# Record list start
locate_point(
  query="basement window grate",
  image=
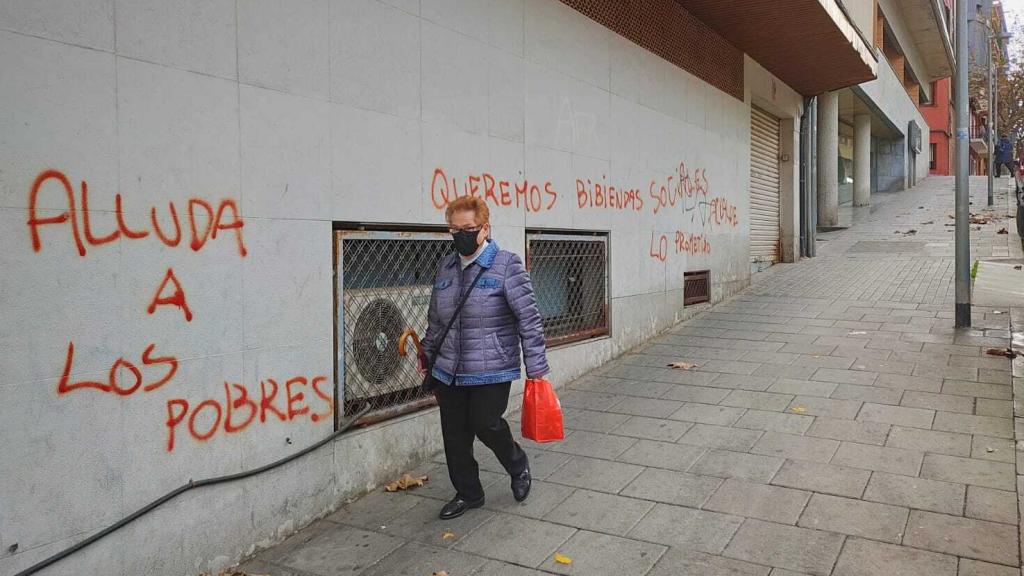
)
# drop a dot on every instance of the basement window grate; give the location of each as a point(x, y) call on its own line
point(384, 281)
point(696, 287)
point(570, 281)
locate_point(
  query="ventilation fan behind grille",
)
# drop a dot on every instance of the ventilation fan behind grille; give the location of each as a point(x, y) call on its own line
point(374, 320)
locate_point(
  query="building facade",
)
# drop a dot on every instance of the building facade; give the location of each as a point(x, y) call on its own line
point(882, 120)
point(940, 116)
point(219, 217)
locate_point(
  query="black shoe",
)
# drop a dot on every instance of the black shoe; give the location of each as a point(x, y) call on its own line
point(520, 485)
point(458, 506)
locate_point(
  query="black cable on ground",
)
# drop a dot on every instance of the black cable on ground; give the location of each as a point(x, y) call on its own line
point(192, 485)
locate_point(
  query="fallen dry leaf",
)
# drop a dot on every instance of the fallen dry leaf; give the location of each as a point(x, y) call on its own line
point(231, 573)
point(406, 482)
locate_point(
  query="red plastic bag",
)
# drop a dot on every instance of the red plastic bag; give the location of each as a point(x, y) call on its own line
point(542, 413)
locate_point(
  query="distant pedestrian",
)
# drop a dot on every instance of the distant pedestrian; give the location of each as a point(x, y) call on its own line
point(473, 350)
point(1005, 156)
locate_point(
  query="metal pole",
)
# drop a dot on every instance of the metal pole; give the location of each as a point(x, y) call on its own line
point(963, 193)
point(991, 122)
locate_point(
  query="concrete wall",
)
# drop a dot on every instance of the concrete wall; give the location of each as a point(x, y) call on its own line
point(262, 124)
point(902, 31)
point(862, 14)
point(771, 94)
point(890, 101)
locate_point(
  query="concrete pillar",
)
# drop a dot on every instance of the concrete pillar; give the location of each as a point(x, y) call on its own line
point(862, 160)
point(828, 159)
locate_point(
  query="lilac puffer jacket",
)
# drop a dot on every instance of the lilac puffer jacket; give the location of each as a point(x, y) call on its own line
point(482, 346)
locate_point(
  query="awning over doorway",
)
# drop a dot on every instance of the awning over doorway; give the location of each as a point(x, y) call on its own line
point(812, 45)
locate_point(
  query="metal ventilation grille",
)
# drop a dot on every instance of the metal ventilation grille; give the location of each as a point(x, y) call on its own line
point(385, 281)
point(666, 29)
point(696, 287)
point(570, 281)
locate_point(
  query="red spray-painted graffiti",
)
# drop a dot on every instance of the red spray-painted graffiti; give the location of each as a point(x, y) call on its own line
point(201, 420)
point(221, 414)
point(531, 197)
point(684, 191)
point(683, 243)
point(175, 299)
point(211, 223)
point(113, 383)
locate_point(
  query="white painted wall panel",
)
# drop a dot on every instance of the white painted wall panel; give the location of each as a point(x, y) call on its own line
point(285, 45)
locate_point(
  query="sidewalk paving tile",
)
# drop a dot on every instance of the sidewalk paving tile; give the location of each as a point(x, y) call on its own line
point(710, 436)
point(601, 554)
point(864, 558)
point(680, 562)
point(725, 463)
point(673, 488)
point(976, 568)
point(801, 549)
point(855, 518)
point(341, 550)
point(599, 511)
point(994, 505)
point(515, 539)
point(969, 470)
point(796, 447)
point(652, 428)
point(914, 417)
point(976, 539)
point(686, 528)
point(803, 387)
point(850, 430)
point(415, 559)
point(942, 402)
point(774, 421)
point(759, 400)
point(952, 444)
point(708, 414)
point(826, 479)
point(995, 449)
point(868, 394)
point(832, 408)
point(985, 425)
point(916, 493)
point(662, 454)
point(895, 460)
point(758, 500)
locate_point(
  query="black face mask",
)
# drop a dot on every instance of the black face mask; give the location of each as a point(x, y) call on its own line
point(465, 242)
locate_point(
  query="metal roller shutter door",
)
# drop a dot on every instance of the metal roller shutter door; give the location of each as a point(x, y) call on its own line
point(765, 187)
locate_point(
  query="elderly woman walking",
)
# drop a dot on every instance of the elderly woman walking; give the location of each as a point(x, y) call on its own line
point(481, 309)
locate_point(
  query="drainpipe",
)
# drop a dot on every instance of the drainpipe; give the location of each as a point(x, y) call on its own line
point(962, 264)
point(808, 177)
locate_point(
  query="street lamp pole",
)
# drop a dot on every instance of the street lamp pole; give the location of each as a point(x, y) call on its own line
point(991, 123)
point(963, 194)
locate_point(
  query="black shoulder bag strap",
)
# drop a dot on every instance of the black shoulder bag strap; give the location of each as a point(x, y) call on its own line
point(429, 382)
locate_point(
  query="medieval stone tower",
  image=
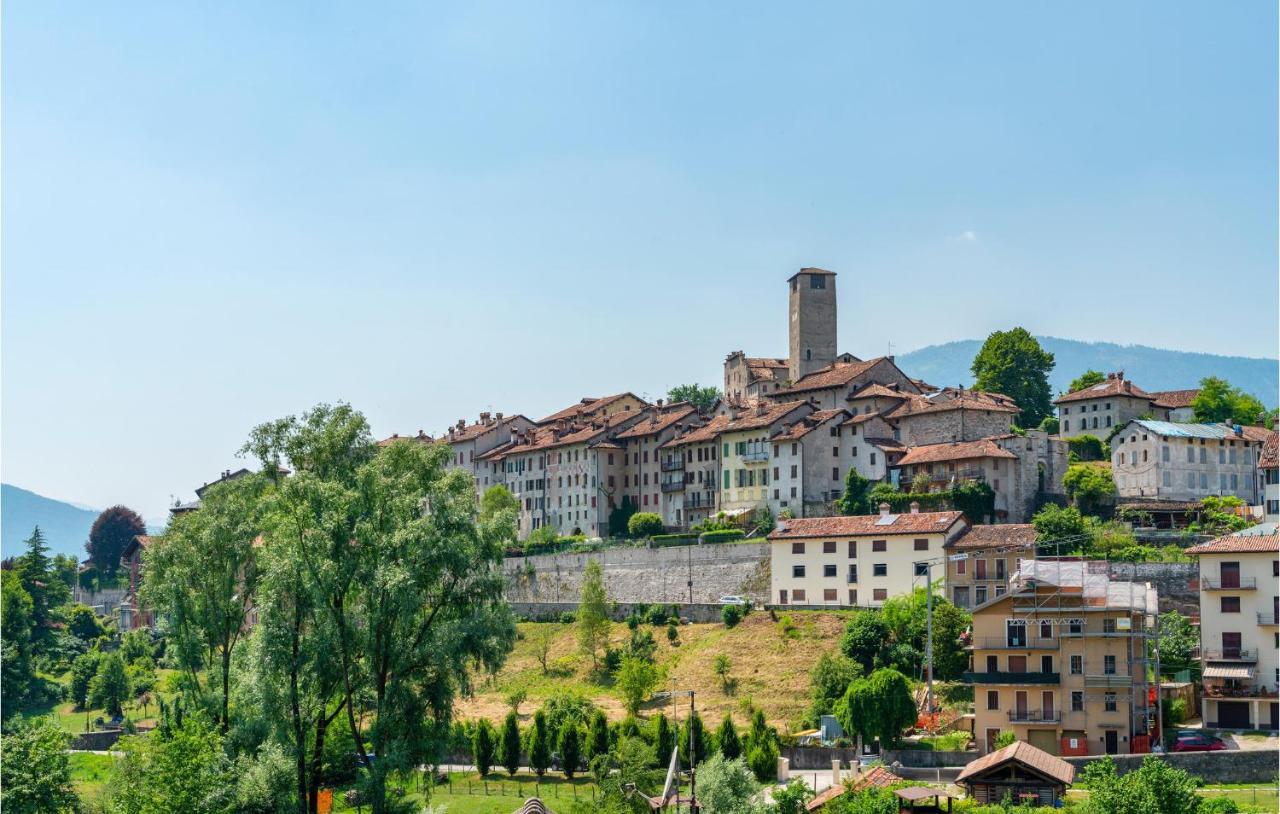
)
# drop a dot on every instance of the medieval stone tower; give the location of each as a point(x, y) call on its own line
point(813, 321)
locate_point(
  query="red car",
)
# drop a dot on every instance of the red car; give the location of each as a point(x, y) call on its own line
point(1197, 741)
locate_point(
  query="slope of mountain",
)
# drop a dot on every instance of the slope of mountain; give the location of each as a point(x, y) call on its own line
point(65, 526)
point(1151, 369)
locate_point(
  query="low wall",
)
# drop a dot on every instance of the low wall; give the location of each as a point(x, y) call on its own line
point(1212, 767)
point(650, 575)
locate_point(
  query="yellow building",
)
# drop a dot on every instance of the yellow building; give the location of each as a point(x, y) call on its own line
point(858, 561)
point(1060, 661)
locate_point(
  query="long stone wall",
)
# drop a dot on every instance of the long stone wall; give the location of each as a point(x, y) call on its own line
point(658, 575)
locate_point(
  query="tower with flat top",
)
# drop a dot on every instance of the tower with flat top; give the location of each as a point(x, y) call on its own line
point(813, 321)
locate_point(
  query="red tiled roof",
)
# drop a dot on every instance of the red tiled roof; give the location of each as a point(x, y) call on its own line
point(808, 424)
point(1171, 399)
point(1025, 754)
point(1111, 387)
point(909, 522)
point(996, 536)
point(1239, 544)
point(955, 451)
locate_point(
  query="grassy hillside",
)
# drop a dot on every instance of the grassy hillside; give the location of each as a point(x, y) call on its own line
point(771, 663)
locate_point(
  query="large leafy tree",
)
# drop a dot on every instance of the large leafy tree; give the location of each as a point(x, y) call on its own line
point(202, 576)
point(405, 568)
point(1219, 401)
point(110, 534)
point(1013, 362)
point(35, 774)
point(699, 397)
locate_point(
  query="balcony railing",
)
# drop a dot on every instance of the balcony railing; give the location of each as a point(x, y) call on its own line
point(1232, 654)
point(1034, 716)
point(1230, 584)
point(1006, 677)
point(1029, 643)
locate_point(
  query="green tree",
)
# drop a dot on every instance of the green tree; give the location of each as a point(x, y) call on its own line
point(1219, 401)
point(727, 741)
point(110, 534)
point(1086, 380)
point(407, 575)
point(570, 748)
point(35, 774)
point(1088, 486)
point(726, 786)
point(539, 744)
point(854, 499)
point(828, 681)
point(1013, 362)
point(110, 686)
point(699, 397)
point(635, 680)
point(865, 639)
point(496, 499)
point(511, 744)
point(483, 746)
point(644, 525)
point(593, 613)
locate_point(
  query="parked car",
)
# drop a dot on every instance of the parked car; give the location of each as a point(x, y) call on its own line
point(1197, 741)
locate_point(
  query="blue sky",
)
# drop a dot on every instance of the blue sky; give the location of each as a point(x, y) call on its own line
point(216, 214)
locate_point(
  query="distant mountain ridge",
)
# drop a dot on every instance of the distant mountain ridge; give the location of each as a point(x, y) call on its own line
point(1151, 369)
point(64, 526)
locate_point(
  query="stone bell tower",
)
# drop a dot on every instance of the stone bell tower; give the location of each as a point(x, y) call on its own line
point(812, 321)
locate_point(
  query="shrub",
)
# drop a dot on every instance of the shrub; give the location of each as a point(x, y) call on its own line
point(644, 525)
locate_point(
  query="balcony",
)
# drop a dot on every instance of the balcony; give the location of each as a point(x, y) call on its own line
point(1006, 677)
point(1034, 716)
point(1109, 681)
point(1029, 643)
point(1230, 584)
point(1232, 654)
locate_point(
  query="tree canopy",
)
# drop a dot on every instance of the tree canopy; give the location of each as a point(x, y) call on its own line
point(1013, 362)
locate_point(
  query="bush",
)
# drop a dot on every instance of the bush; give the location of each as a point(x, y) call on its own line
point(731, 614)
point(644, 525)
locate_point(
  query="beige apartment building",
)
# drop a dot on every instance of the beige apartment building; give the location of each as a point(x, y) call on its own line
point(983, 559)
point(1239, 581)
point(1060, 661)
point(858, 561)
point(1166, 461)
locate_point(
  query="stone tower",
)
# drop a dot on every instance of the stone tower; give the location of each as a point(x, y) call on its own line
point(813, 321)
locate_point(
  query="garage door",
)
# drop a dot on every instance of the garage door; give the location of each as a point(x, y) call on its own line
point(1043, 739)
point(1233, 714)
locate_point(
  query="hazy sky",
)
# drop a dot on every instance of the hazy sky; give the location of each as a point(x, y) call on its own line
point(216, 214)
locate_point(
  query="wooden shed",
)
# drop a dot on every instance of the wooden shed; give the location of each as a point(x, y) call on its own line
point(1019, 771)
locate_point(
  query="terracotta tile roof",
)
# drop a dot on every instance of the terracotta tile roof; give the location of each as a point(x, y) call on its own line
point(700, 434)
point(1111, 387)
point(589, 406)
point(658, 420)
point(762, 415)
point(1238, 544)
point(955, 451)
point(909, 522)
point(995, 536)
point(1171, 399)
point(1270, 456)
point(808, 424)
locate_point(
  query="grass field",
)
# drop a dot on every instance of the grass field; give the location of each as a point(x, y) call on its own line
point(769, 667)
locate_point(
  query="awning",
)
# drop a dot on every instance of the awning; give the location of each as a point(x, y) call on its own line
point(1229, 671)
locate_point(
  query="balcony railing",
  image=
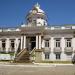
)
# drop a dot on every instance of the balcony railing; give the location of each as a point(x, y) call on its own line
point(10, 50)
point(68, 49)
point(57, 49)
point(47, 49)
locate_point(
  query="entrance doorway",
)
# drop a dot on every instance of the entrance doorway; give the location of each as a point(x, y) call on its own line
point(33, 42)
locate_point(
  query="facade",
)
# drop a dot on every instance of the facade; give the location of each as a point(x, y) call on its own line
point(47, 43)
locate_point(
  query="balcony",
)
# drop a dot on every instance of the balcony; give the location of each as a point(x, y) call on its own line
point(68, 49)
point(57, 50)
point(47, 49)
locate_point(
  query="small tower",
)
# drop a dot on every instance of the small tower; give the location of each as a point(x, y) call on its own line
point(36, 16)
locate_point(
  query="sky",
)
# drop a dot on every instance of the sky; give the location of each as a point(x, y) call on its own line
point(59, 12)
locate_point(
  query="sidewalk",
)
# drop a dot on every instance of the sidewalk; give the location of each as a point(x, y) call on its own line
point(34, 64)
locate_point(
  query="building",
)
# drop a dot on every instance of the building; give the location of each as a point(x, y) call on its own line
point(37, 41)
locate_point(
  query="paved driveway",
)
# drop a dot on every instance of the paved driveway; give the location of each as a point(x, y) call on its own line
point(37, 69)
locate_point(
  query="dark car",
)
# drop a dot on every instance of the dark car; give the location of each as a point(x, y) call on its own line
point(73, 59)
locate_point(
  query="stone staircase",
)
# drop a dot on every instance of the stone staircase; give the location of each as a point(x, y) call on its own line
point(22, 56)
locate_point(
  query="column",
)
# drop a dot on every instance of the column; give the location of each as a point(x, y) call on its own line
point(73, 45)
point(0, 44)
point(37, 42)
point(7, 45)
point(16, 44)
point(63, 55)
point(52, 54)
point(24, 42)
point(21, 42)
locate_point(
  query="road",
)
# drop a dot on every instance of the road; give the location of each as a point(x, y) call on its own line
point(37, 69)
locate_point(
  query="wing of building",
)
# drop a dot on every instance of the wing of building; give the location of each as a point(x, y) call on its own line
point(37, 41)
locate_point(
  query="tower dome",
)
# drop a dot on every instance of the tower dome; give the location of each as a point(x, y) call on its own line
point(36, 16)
# Record list end
- [Exercise objective]: Tally the lines of the data above that contain the string "strap", treating uppercase and lowercase as distinct, and give only the number.

- [Task result]: 2